* _THE EXERCISE_
Format every line of the listing below as a JSON array of strings, one string per line, leaving out blank lines.

* _DATA SUPPLIED_
■ ■ ■ ■
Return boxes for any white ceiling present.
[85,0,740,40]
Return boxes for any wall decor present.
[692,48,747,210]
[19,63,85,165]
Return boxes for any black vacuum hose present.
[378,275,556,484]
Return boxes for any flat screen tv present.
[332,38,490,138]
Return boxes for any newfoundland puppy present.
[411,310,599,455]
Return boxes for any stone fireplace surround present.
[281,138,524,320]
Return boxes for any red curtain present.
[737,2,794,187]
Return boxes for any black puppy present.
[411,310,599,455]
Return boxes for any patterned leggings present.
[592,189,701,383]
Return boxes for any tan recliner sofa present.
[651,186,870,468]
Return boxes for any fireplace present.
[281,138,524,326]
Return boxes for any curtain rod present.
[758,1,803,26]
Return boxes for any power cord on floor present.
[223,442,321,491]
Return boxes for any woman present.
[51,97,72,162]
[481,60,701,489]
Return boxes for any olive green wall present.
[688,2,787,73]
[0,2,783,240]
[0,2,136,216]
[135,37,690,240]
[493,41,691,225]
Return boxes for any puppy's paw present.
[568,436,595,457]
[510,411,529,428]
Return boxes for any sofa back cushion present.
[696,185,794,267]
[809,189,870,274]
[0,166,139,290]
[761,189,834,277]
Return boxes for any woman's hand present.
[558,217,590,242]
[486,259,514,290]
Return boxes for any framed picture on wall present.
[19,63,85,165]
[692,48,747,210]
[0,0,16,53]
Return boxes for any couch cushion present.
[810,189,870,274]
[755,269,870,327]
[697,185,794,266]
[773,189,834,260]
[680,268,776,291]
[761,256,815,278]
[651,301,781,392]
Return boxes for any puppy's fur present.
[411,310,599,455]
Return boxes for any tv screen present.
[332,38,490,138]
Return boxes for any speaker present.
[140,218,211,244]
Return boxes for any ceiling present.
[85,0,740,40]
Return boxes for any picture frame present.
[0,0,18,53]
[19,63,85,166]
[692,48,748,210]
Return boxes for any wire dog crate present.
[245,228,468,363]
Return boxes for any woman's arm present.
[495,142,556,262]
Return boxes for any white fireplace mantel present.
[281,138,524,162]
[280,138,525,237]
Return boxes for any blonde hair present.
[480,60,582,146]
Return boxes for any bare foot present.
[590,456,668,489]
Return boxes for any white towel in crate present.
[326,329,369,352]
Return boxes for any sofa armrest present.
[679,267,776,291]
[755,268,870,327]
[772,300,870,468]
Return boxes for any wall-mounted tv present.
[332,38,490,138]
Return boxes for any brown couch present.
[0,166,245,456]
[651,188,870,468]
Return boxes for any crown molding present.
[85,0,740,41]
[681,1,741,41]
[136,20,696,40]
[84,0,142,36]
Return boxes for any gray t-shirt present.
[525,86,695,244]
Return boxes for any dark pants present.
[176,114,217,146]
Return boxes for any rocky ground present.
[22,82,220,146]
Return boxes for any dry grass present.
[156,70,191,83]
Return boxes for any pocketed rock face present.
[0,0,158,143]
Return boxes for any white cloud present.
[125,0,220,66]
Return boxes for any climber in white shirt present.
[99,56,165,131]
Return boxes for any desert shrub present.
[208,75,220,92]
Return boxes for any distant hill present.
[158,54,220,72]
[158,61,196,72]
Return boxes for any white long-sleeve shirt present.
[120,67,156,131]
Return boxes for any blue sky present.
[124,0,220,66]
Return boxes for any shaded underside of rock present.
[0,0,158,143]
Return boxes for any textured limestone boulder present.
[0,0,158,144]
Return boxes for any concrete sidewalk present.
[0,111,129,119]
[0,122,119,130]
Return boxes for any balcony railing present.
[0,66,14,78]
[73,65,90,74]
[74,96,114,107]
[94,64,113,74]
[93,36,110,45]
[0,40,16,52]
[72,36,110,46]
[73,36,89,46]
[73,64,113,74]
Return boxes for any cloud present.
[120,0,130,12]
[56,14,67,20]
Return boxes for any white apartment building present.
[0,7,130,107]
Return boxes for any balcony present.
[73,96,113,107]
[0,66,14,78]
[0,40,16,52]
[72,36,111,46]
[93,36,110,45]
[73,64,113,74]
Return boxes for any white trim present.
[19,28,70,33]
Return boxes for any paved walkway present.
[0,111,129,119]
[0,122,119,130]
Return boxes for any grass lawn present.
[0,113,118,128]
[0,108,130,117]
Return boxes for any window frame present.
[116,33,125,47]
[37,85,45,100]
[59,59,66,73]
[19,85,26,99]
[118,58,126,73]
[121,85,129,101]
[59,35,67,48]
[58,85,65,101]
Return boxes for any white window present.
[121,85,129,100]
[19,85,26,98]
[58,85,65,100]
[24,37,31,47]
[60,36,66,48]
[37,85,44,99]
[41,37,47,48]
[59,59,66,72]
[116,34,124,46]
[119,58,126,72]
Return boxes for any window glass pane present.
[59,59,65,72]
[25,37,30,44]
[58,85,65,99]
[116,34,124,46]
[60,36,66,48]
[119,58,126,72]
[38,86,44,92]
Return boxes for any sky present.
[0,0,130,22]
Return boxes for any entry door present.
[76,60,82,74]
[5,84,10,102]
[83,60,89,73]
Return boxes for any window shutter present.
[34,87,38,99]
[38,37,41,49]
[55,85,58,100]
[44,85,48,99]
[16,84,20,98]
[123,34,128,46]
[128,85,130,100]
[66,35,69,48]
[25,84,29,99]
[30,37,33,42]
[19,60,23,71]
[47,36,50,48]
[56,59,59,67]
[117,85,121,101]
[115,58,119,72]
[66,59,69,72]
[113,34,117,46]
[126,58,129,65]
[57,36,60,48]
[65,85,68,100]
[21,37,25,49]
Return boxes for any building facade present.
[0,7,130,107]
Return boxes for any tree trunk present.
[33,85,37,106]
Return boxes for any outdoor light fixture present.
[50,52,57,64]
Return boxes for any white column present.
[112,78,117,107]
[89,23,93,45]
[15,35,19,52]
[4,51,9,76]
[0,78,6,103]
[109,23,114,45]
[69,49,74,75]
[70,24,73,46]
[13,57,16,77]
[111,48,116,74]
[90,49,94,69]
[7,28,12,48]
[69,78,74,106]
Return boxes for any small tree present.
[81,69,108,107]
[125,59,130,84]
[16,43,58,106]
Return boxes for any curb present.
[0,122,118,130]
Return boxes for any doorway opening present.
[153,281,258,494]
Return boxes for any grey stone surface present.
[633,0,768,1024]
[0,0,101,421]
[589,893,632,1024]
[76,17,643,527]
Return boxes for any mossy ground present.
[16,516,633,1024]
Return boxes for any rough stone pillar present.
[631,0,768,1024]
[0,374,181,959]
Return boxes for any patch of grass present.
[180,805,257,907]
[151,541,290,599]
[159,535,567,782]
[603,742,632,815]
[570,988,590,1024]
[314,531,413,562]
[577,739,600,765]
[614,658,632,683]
■ ■ ■ ■
* _SOLUTION FOR THIS PROBLEM_
[
  "Return boxes for any white ceiling present.",
  "[85,0,740,40]",
  "Return boxes for any wall decor present.",
  "[692,48,747,210]",
  "[19,63,85,165]",
  "Return boxes for any black vacuum hose present.",
  "[378,275,556,484]",
  "Return boxes for any flat screen tv present.",
  "[332,38,490,138]",
  "Return boxes for any newfoundland puppy present.",
  "[411,310,599,455]",
  "Return boxes for any stone fireplace surround present.",
  "[281,138,524,320]",
  "Return boxes for any red curtain present.",
  "[737,2,794,187]",
  "Return boxes for any black puppy present.",
  "[411,310,599,455]",
  "Return boxes for any patterned leggings present.",
  "[592,189,701,383]",
  "Return boxes for any tan recliner sofa present.",
  "[651,186,870,468]",
  "Return boxes for any fireplace present.",
  "[281,138,524,326]",
  "Return boxes for any curtain rod present.",
  "[758,1,803,26]",
  "Return boxes for any power cord on floor present.",
  "[223,442,321,491]",
  "Return boxes for any woman present.",
  "[51,97,72,162]",
  "[481,60,701,489]",
  "Return boxes for any olive green wall present.",
  "[688,2,787,73]",
  "[0,2,783,240]",
  "[0,2,136,216]",
  "[135,37,690,240]",
  "[493,41,691,225]",
  "Return boxes for any puppy's paw present.",
  "[568,436,595,457]",
  "[510,411,529,428]",
  "Return boxes for any sofa back cushion present.",
  "[696,185,794,267]",
  "[809,189,870,274]",
  "[0,166,139,290]",
  "[761,189,834,277]",
  "Return boxes for any woman's hand present.",
  "[558,217,590,242]",
  "[486,259,514,290]",
  "Return boxes for any framed picture on wall present.",
  "[19,63,85,165]",
  "[692,48,747,210]",
  "[0,0,16,53]",
  "Return boxes for any couch cushion present.",
  "[810,189,870,274]",
  "[755,269,870,327]",
  "[697,185,794,266]",
  "[773,189,834,260]",
  "[680,268,776,291]",
  "[761,256,815,278]",
  "[651,301,781,392]",
  "Return boxes for any puppy's fur present.",
  "[411,310,599,455]",
  "Return boxes for any tv screen present.",
  "[332,38,490,138]",
  "Return boxes for any speaker present.",
  "[140,218,211,244]",
  "Return boxes for any ceiling present.",
  "[85,0,740,40]",
  "Return boxes for any picture frame present.",
  "[0,0,18,53]",
  "[19,63,85,166]",
  "[692,48,748,210]",
  "Return boxes for any wire dog crate present.",
  "[245,228,468,363]",
  "Return boxes for any woman's arm present.",
  "[495,142,556,262]",
  "Return boxes for any white fireplace mantel present.",
  "[281,138,524,162]",
  "[280,138,525,237]",
  "Return boxes for any blonde hair present.",
  "[480,60,582,146]",
  "Return boxes for any bare foot present.",
  "[590,456,668,489]",
  "Return boxes for any white towel in crate present.",
  "[326,329,369,352]",
  "Return boxes for any sofa armrest present.",
  "[679,267,776,291]",
  "[755,268,870,327]",
  "[772,300,870,468]",
  "Return boxes for any wall-mounted tv present.",
  "[332,38,490,138]",
  "Return boxes for any brown couch present.",
  "[0,166,245,456]",
  "[651,188,870,468]",
  "Return boxes for any crown molding present.",
  "[85,0,740,41]",
  "[681,1,741,41]",
  "[136,20,696,40]",
  "[84,0,142,36]",
  "Return boxes for any gray t-shirt present.",
  "[525,86,695,244]",
  "Return boxes for any dark pants present.",
  "[176,114,217,146]",
  "Return boxes for any rocky ground present.",
  "[22,82,220,146]",
  "Return boxes for any dry grass present.",
  "[156,70,191,83]",
  "Return boxes for any pocketed rock face present.",
  "[0,0,158,143]",
  "Return boxes for any white cloud present.",
  "[125,0,220,66]",
  "Return boxes for any climber in white shirt present.",
  "[99,56,165,131]",
  "Return boxes for any desert shrub present.",
  "[208,75,220,92]",
  "Return boxes for any distant hill present.",
  "[158,54,220,72]",
  "[158,61,196,72]",
  "Return boxes for any white long-sleeve shirt present.",
  "[120,67,156,131]",
  "Return boxes for any blue sky present.",
  "[124,0,220,66]",
  "Return boxes for any shaded underside of rock present.",
  "[0,0,158,143]",
  "Return boxes for any textured limestone boulder present.",
  "[0,0,158,144]",
  "Return boxes for any concrete sidewalk present.",
  "[0,111,129,119]",
  "[0,122,119,130]",
  "Return boxes for any balcony railing present.",
  "[0,66,14,78]",
  "[73,65,90,74]",
  "[74,96,114,107]",
  "[94,64,113,74]",
  "[93,36,110,45]",
  "[0,40,16,52]",
  "[72,36,110,46]",
  "[73,36,89,46]",
  "[73,64,113,74]",
  "Return boxes for any cloud present.",
  "[120,0,130,12]",
  "[56,14,67,20]",
  "Return boxes for any white apartment building present.",
  "[0,7,130,107]",
  "Return boxes for any balcony present.",
  "[73,96,113,107]",
  "[0,66,14,78]",
  "[0,40,16,52]",
  "[72,36,111,46]",
  "[93,36,110,45]",
  "[73,64,113,74]",
  "Return boxes for any white trim present.",
  "[19,28,70,33]",
  "Return boxes for any paved walkway present.",
  "[0,111,129,119]",
  "[0,122,119,130]",
  "Return boxes for any grass lawn present.",
  "[0,113,118,128]",
  "[0,108,130,117]",
  "Return boxes for any window frame present.",
  "[116,33,125,47]",
  "[37,85,45,100]",
  "[59,59,66,73]",
  "[19,85,26,99]",
  "[118,58,126,73]",
  "[121,85,129,101]",
  "[59,35,67,48]",
  "[58,85,65,101]",
  "Return boxes for any white window present.",
  "[121,85,129,100]",
  "[19,85,26,98]",
  "[58,85,65,100]",
  "[24,37,31,47]",
  "[60,36,66,48]",
  "[37,85,44,99]",
  "[41,37,47,48]",
  "[59,59,66,72]",
  "[116,34,124,46]",
  "[119,58,126,72]",
  "Return boxes for any window glass pane present.",
  "[59,59,65,72]",
  "[25,37,30,44]",
  "[58,85,65,99]",
  "[116,34,124,46]",
  "[60,36,66,48]",
  "[119,58,126,72]",
  "[38,86,44,92]",
  "Return boxes for any sky present.",
  "[0,0,130,22]",
  "Return boxes for any entry door present.",
  "[76,60,82,74]",
  "[5,84,10,102]",
  "[83,60,89,73]",
  "Return boxes for any window shutter present.",
  "[34,87,38,99]",
  "[38,37,41,49]",
  "[55,85,58,100]",
  "[44,85,48,99]",
  "[16,84,20,98]",
  "[123,34,128,46]",
  "[128,85,130,100]",
  "[66,35,69,48]",
  "[25,84,29,99]",
  "[30,37,33,42]",
  "[19,60,23,71]",
  "[47,36,50,48]",
  "[56,59,59,67]",
  "[117,85,121,101]",
  "[115,58,119,72]",
  "[66,59,69,72]",
  "[113,34,117,46]",
  "[126,58,129,65]",
  "[57,36,60,48]",
  "[65,85,68,100]",
  "[21,37,25,49]",
  "Return boxes for any building facade present.",
  "[0,7,130,107]",
  "Return boxes for any tree trunk present.",
  "[33,85,37,106]",
  "Return boxes for any outdoor light fixture present.",
  "[50,52,57,64]",
  "Return boxes for any white column present.",
  "[112,78,117,107]",
  "[89,23,93,45]",
  "[15,35,19,52]",
  "[4,51,9,76]",
  "[0,78,6,103]",
  "[109,23,114,45]",
  "[69,49,74,75]",
  "[70,24,73,46]",
  "[13,57,16,77]",
  "[111,48,116,74]",
  "[90,49,94,69]",
  "[7,28,12,48]",
  "[69,78,74,106]",
  "Return boxes for any small tree present.",
  "[81,69,108,107]",
  "[125,59,130,84]",
  "[16,43,58,106]",
  "Return boxes for any curb present.",
  "[0,122,118,130]",
  "Return boxes for any doorway opening present.",
  "[153,281,258,494]",
  "Return boxes for any grey stone surface present.",
  "[633,0,768,1024]",
  "[0,0,101,421]",
  "[589,893,632,1024]",
  "[76,17,643,527]",
  "Return boxes for any mossy ground present.",
  "[16,516,633,1024]",
  "Return boxes for any rough stone pillar present.",
  "[631,0,768,1024]",
  "[0,374,181,959]",
  "Return boxes for any patch of grass present.",
  "[180,805,257,907]",
  "[151,541,290,599]",
  "[159,535,567,782]",
  "[603,742,632,815]",
  "[570,988,590,1024]",
  "[314,531,413,562]",
  "[577,739,600,765]",
  "[614,658,632,683]"
]